### [Entries supplied]

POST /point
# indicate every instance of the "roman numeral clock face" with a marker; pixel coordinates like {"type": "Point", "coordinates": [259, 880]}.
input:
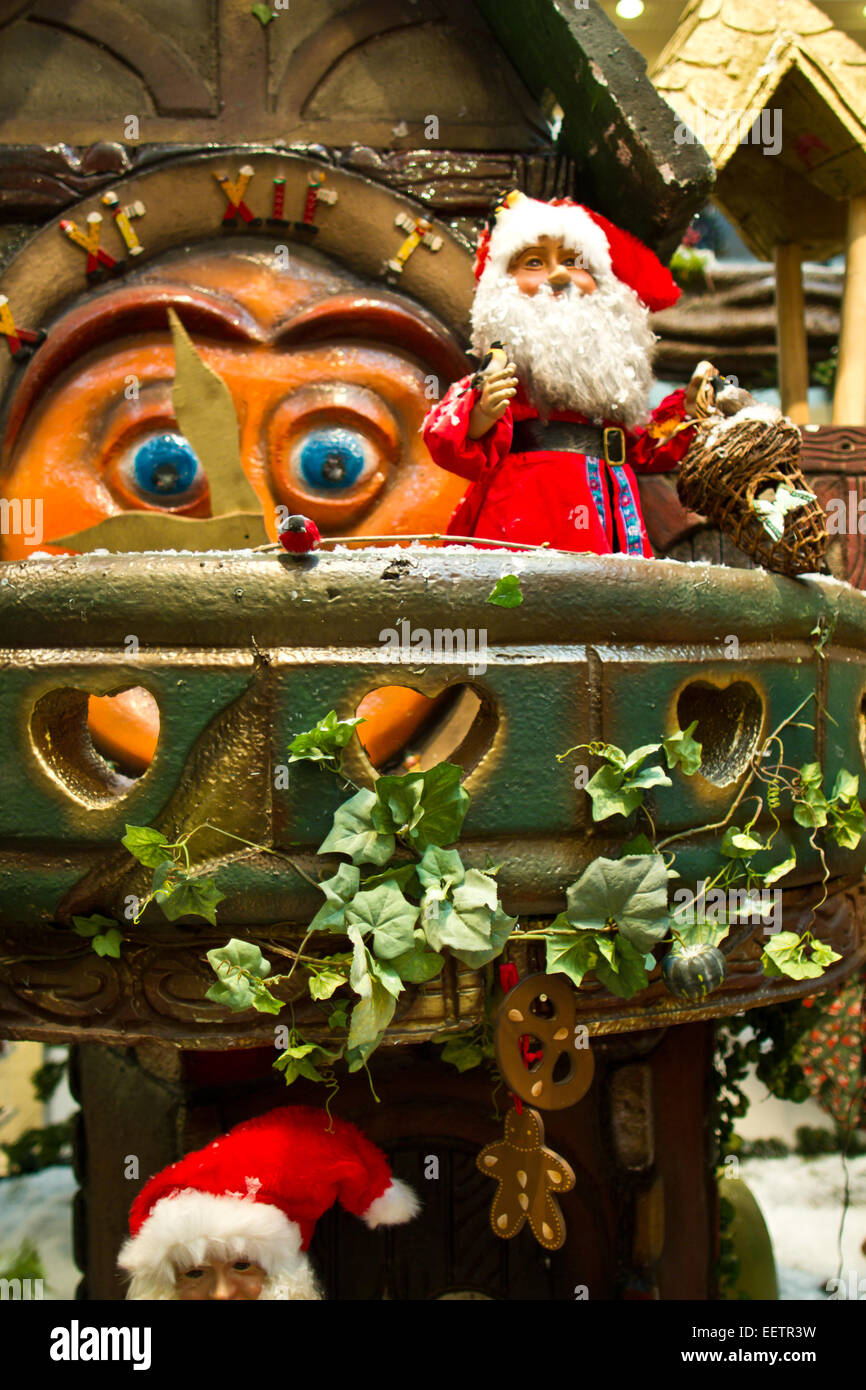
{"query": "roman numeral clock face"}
{"type": "Point", "coordinates": [331, 342]}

### [Prompt]
Without the pictures, copy all of the entries exactly as they appear.

### [Solution to this exercise]
POST /point
# indicate every instance of the "roman numeral clock face" with a marker; pixel coordinates like {"type": "Point", "coordinates": [259, 880]}.
input:
{"query": "roman numeral clock face"}
{"type": "Point", "coordinates": [331, 342]}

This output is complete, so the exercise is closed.